## Begin Data lines
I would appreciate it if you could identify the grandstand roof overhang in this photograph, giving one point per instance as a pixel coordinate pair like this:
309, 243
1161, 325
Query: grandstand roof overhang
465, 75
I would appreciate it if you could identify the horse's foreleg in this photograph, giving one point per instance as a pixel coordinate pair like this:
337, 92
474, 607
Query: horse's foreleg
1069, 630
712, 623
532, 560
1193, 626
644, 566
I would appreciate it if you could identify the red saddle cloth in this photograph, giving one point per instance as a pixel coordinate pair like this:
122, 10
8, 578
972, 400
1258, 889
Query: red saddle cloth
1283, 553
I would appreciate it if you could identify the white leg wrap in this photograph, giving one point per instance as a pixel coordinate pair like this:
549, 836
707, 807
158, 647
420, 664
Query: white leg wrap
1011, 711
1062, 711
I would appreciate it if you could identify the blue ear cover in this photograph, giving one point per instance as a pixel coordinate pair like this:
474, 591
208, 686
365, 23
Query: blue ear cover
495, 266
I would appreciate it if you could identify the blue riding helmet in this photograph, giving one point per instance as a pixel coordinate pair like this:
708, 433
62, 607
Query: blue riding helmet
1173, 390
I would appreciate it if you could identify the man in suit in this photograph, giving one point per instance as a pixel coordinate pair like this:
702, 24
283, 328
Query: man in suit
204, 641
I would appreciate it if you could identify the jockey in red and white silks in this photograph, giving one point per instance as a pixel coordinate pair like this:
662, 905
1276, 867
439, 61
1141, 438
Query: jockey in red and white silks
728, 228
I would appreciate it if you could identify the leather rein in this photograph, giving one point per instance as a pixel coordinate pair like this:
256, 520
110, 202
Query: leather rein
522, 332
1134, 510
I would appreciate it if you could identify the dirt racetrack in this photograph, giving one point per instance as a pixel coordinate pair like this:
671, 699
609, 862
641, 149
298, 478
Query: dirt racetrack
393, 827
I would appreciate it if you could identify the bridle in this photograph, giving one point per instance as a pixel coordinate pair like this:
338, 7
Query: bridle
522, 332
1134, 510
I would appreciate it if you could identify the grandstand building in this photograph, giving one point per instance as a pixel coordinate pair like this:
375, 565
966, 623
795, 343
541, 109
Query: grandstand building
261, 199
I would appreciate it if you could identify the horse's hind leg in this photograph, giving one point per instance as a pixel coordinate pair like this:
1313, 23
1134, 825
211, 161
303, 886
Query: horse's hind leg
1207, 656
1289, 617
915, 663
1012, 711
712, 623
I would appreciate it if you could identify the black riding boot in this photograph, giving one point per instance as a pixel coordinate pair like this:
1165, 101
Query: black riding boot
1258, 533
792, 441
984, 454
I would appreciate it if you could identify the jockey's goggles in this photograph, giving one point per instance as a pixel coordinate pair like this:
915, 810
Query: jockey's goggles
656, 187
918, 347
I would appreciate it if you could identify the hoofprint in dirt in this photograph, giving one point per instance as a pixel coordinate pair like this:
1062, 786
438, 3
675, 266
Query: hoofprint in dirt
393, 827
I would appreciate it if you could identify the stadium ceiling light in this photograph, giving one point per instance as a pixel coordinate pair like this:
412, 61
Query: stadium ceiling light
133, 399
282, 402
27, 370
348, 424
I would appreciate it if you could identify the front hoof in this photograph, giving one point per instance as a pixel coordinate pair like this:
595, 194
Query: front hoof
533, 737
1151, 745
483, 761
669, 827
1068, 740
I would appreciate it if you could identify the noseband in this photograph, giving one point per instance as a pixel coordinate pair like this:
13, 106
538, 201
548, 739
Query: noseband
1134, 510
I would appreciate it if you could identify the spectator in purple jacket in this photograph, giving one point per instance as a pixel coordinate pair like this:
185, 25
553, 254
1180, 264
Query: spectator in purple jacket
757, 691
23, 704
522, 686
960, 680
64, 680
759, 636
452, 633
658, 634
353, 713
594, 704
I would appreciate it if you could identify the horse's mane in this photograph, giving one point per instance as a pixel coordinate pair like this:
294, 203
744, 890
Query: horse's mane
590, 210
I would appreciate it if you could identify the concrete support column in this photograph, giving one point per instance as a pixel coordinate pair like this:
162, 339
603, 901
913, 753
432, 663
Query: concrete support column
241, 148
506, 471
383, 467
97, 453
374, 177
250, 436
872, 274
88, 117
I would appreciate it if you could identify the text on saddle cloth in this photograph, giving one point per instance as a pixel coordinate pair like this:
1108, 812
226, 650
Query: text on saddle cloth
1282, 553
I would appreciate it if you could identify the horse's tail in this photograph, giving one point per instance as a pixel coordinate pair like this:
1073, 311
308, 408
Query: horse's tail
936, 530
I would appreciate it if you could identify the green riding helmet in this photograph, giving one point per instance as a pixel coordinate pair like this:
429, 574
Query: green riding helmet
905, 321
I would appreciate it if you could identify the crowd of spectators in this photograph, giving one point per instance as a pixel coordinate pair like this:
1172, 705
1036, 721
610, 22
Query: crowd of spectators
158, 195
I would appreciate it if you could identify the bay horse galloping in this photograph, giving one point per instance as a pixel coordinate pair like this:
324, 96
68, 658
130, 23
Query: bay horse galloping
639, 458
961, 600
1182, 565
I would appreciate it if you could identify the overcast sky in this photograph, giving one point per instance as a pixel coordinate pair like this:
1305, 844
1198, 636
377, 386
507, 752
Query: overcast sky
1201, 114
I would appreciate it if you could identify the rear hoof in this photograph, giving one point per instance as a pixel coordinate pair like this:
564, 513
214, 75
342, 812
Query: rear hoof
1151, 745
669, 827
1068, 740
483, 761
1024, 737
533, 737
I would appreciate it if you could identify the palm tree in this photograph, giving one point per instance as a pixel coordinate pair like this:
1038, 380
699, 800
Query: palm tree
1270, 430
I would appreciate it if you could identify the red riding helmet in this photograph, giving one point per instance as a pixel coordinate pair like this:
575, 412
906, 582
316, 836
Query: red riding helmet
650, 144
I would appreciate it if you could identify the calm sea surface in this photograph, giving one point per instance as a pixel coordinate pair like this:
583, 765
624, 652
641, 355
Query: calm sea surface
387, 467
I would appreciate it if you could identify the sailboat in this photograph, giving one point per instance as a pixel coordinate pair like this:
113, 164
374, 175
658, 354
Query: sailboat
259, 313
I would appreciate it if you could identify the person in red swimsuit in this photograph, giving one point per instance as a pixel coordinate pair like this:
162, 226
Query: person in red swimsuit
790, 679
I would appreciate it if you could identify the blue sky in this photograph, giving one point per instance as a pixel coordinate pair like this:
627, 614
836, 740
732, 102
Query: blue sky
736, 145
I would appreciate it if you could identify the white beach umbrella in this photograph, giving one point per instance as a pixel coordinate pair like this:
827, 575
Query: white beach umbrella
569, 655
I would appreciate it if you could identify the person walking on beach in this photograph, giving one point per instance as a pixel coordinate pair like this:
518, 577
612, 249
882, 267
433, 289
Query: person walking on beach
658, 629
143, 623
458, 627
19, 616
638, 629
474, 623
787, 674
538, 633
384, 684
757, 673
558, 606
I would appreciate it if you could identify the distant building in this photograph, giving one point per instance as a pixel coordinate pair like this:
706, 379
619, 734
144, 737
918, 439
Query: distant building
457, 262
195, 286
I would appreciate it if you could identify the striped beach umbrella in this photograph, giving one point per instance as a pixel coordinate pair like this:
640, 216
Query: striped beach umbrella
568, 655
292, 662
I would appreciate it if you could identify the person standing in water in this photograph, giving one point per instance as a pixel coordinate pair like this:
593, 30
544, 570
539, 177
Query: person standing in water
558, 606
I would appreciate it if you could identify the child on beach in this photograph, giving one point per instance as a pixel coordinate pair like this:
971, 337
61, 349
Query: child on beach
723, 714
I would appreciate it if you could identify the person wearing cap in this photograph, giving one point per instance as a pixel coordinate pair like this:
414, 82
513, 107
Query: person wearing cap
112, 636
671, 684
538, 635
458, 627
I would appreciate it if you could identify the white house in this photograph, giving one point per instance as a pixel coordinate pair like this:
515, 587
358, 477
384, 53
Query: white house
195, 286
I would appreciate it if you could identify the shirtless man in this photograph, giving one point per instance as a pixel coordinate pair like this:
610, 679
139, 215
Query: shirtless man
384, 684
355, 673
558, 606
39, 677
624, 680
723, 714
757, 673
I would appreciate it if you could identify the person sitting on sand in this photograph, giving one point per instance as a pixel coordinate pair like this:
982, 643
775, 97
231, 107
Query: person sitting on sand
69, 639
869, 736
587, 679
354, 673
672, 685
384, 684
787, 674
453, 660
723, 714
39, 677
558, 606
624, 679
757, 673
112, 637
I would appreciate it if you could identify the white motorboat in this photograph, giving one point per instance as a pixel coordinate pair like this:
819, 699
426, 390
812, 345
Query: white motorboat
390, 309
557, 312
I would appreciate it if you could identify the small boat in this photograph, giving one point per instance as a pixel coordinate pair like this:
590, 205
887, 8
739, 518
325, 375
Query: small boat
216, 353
## End Data lines
### Exercise:
Print only the lines from the one with "I would appreciate it if you could identify the person sitting" to the end of the records, both included.

### Exercise solution:
I would appreciate it if you could identify the person sitting on sand in this photograph, giving one point per instance as a pixel coordinate pair like this:
982, 643
775, 97
231, 107
Query: person sitting on sand
69, 639
869, 736
587, 679
354, 673
672, 685
384, 684
787, 674
453, 660
723, 714
39, 677
558, 606
624, 679
757, 673
112, 637
I would appreciate it if you could identify the white motorboat in this photograph, giving one point per instance as a pixel coordinate pair like this:
819, 699
426, 390
812, 345
Query: white motorboat
390, 309
557, 312
I would appreciate it if you could identify the small boat in this photograph, giving one point per instance as a pixel coordinate pair like this:
590, 205
887, 8
739, 518
325, 375
Query: small boat
216, 353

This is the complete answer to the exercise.